▸ **GIVEN DATA**:
○ ○ ○
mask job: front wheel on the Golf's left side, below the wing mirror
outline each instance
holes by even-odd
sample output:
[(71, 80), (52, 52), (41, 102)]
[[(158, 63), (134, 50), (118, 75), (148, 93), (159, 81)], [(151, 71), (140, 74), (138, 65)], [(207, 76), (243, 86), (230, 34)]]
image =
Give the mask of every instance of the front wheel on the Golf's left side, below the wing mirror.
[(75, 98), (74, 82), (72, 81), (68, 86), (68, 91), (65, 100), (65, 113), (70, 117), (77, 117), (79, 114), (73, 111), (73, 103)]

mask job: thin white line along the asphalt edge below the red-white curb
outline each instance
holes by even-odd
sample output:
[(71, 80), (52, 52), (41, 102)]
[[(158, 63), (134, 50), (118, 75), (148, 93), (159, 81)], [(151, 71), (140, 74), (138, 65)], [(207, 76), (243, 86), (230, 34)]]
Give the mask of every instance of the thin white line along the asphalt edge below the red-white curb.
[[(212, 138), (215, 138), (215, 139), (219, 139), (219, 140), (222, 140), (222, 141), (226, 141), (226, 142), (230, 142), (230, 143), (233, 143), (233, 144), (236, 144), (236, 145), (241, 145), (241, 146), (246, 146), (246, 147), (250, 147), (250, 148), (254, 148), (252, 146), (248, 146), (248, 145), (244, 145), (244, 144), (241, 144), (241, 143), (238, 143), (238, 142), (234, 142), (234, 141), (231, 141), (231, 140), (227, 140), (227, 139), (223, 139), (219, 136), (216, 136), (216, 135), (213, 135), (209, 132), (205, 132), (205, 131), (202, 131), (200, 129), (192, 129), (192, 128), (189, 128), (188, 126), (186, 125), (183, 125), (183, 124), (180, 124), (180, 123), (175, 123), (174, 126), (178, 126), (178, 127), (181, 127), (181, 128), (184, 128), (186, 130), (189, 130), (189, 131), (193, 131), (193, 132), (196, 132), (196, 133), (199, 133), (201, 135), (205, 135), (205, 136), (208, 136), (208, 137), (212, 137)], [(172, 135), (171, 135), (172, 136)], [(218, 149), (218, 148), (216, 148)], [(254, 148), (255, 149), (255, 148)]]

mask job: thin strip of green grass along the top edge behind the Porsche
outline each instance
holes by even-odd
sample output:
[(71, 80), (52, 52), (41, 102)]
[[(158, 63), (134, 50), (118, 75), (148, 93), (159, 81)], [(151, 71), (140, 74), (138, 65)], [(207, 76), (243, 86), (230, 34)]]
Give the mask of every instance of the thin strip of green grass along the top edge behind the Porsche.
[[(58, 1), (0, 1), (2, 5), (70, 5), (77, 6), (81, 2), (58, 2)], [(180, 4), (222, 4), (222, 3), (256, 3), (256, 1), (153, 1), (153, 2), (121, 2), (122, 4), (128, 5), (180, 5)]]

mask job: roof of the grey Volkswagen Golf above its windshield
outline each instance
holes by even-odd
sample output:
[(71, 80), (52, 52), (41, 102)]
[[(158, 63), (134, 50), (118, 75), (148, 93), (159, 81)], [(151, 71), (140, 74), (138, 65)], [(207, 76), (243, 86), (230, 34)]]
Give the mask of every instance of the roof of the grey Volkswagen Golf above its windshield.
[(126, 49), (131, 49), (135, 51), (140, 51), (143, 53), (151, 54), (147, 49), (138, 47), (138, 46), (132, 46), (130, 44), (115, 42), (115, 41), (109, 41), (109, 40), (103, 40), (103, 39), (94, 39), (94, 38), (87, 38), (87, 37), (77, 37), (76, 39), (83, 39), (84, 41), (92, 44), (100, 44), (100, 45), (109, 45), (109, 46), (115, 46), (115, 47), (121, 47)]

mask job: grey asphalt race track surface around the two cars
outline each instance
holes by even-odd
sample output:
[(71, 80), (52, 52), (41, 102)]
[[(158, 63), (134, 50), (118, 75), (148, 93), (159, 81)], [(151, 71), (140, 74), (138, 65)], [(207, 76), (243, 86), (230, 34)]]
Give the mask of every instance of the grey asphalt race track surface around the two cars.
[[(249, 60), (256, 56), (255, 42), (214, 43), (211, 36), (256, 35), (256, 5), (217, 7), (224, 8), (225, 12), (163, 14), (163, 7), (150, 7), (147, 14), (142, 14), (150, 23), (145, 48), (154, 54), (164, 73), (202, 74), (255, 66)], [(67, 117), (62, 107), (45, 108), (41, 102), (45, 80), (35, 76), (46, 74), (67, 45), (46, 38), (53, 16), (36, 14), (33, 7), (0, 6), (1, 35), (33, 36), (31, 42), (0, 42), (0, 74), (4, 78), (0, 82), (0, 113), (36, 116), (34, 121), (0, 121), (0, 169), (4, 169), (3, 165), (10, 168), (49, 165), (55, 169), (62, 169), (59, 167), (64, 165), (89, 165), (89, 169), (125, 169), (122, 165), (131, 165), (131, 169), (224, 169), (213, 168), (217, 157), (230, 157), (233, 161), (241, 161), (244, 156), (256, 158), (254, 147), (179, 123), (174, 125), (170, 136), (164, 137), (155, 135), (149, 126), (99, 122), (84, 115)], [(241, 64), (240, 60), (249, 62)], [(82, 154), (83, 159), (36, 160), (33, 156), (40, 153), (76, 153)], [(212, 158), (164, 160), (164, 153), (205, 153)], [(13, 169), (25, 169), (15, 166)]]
○ ○ ○
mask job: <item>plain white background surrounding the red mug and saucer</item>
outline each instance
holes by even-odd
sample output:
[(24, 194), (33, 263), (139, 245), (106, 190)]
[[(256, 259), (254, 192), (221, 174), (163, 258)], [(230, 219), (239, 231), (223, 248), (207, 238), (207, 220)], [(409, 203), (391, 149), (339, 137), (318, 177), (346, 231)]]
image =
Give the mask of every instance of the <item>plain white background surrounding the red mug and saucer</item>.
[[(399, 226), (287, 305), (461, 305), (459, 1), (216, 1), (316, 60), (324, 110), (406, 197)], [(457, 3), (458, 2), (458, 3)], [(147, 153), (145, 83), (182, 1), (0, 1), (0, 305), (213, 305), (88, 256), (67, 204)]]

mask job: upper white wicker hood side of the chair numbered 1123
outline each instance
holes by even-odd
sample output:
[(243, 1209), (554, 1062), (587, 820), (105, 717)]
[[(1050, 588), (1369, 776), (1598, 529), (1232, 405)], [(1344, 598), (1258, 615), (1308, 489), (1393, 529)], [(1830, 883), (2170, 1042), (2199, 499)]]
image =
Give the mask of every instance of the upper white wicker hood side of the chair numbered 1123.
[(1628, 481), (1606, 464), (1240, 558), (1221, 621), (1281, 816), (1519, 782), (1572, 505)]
○ ○ ○
▸ **EXERCISE OBJECTIVE**: Output the material above exactly, but only from the line that carries "Give the mask of every instance of the thin strip" through the line that carries "mask job: grey".

▸ **EXERCISE RESULT**:
Give the mask of every instance of the thin strip of green grass along the top edge behind the Porsche.
[[(58, 1), (0, 1), (2, 5), (70, 5), (77, 6), (81, 2), (58, 2)], [(180, 4), (222, 4), (222, 3), (256, 3), (256, 1), (153, 1), (153, 2), (121, 2), (122, 4), (128, 5), (180, 5)]]

mask job: roof of the grey Volkswagen Golf above its windshield
outline each instance
holes by even-odd
sample output:
[(71, 80), (52, 52), (41, 102)]
[[(158, 63), (134, 50), (118, 75), (148, 93), (159, 81)], [(151, 71), (140, 74), (138, 65)], [(207, 76), (243, 86), (230, 34)]]
Give the mask of every instance of the roof of the grey Volkswagen Golf above its windshield.
[(126, 49), (131, 49), (135, 51), (140, 51), (143, 53), (151, 54), (147, 49), (138, 47), (138, 46), (132, 46), (130, 44), (115, 42), (115, 41), (109, 41), (109, 40), (103, 40), (103, 39), (94, 39), (94, 38), (87, 38), (87, 37), (77, 37), (76, 39), (83, 39), (84, 41), (92, 44), (100, 44), (100, 45), (109, 45), (109, 46), (115, 46), (115, 47), (121, 47)]

mask job: grey asphalt race track surface around the two cars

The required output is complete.